* WHAT IS REQUIRED:
All entries must be extracted exactly, with nothing added or dropped.

::: GIVEN INFORMATION :::

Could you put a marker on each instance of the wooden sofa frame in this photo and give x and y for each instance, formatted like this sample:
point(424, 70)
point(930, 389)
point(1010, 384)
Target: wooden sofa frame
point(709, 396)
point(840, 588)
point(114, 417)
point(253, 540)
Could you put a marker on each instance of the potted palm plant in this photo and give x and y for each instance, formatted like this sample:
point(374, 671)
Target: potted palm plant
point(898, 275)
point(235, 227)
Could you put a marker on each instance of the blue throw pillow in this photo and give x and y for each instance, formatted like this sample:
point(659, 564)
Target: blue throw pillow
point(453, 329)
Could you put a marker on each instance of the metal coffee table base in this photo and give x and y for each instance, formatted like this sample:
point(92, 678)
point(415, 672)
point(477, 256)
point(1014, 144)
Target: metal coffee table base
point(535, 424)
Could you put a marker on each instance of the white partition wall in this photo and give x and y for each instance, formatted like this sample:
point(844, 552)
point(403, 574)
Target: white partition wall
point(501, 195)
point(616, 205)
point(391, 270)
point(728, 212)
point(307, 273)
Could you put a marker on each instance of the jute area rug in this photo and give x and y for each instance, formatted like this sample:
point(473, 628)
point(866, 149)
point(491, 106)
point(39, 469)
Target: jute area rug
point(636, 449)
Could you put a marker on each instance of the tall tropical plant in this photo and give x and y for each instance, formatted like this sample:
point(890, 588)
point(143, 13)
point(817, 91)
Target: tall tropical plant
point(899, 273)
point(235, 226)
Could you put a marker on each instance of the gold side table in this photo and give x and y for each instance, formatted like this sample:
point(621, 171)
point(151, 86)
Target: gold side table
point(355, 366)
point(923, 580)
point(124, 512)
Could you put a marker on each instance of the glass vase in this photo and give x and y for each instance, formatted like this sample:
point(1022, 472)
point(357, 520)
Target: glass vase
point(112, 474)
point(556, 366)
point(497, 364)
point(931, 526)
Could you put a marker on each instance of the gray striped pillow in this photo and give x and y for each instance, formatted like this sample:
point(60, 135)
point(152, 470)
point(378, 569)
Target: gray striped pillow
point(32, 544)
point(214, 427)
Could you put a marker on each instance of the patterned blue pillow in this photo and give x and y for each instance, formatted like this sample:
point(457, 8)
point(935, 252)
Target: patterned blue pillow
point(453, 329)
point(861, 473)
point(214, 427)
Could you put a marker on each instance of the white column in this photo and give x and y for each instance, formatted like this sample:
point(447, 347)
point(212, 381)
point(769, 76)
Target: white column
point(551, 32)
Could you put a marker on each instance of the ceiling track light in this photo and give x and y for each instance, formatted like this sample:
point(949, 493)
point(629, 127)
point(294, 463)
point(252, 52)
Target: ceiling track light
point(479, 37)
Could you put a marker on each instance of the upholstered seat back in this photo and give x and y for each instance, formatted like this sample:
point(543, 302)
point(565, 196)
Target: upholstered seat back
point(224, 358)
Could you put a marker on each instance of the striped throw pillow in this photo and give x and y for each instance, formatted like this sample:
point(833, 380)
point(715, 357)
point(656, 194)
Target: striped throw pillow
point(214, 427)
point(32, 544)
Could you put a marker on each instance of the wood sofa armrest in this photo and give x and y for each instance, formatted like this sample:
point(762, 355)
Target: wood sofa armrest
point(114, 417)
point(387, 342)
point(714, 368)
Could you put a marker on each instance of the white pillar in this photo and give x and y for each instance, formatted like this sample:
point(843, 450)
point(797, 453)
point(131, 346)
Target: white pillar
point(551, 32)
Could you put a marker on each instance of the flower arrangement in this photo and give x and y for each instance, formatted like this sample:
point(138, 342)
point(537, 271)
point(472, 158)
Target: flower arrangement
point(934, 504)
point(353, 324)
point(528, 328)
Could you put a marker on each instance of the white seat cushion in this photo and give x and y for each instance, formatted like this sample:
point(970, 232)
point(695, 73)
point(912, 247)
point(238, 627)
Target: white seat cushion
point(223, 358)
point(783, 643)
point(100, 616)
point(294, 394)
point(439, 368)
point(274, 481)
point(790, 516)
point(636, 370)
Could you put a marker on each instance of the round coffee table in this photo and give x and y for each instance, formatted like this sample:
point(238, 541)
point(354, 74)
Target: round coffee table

:::

* WRITTEN ANSWER:
Could you put a marker on each instance of the wooden sofa frame in this photo and give x and y for each instance, formatted like this sample:
point(424, 70)
point(930, 389)
point(1010, 384)
Target: wooden sofa frame
point(709, 396)
point(840, 588)
point(114, 417)
point(253, 540)
Could you put a marker on each instance of the potted palm plant in this photo and give x and y for each instance, formatted like this sample:
point(374, 671)
Target: potted palm plant
point(898, 275)
point(235, 227)
Could you put a marker on each instance of the blue throw pillow in this photo and give x and y for each instance, formatted like this sample:
point(659, 564)
Target: blue throw pillow
point(453, 329)
Could you put a marker on each instance of the metal coffee table base in this photo and give x and y for each instance, formatted like this sample:
point(92, 678)
point(415, 672)
point(477, 256)
point(1014, 144)
Target: metal coffee table base
point(535, 424)
Could you put a marker on each instance of the white partition wall in this photo and give x and y for each instance, formatted like this sample:
point(844, 552)
point(403, 574)
Target: white partition wall
point(501, 195)
point(616, 205)
point(391, 270)
point(728, 212)
point(307, 273)
Could you put a marker on each instance of the jute area rug in this photo and give x and y for each instance, formatted like this sample:
point(473, 628)
point(866, 149)
point(491, 106)
point(39, 469)
Target: jute area rug
point(636, 449)
Could you put a marker on each instance of the tall tropical plant in this photo and give x and y for each instance, formatted like this sample:
point(890, 588)
point(143, 13)
point(817, 91)
Target: tall tropical plant
point(899, 273)
point(235, 226)
Could you put a marker on each instance of the gold side table in this photo and give x and y for each instance, formatted like this sample:
point(621, 171)
point(151, 86)
Target: gold side table
point(355, 366)
point(923, 580)
point(124, 512)
Could you put a marker on each instance of the glass vase in this photo and give x and y for each instance, formatted like this sample:
point(1022, 472)
point(357, 520)
Target: glass vase
point(112, 474)
point(556, 366)
point(497, 364)
point(931, 526)
Could you put a marker on each instance of the gray striped pillow in this photo and give x and y for each instance, formatted like this sample:
point(60, 135)
point(152, 470)
point(378, 569)
Target: gray striped pillow
point(32, 544)
point(214, 427)
Could you put a marker on each instance of the patterned blue pillow in this photo and give x and y for each instance, formatted like this sample:
point(457, 8)
point(935, 252)
Target: patterned blue pillow
point(453, 329)
point(861, 473)
point(214, 427)
Could you put a marker on each instance of the white column in this photo and give x and y for each instance, formatted like this sample:
point(447, 347)
point(212, 381)
point(769, 76)
Target: white column
point(551, 32)
Could you put a marker on each instance of the ceiling track light in this photo and give x and y for each instance, formatted like this sample:
point(949, 493)
point(629, 127)
point(294, 463)
point(252, 52)
Target: ceiling track light
point(479, 37)
Could you put a marker on each instance of the upholstered seat back in this photo and give x and y for each instance, formatted like this sample:
point(543, 302)
point(565, 196)
Target: upholstered seat back
point(224, 358)
Could you put a marker on each instance of the striped throw pillow in this photo and give x and y for each instance, formatted like this sample:
point(833, 380)
point(715, 357)
point(656, 194)
Target: striped throw pillow
point(214, 427)
point(32, 544)
Could you put a marker on each instance of the wood sofa armrest in this photo and give x and y for each instance, formatted like this sample:
point(762, 355)
Target: wood sofa armrest
point(114, 417)
point(387, 342)
point(714, 368)
Could you put a marker on each instance of the white pillar in this photo and give x and y for each instance, formatted like this sample:
point(843, 450)
point(797, 453)
point(131, 346)
Target: white pillar
point(551, 32)
Could you put a marker on each instance of the flower arrangement in this photo and give x and y for each instance, formatted like this sample:
point(138, 342)
point(537, 271)
point(472, 158)
Target: flower arrangement
point(934, 504)
point(353, 324)
point(528, 328)
Could you put a marker on each instance of the white seat cushion in this photo and give x and y for each instance, formatted like this sample:
point(970, 232)
point(695, 73)
point(912, 247)
point(238, 627)
Target: white seat cushion
point(223, 358)
point(783, 643)
point(100, 616)
point(294, 394)
point(439, 368)
point(274, 481)
point(790, 516)
point(636, 370)
Could you put a marker on each instance of the round coffee table in this photo and give x and y for each instance, formatted like this sample:
point(238, 541)
point(354, 74)
Target: round coffee table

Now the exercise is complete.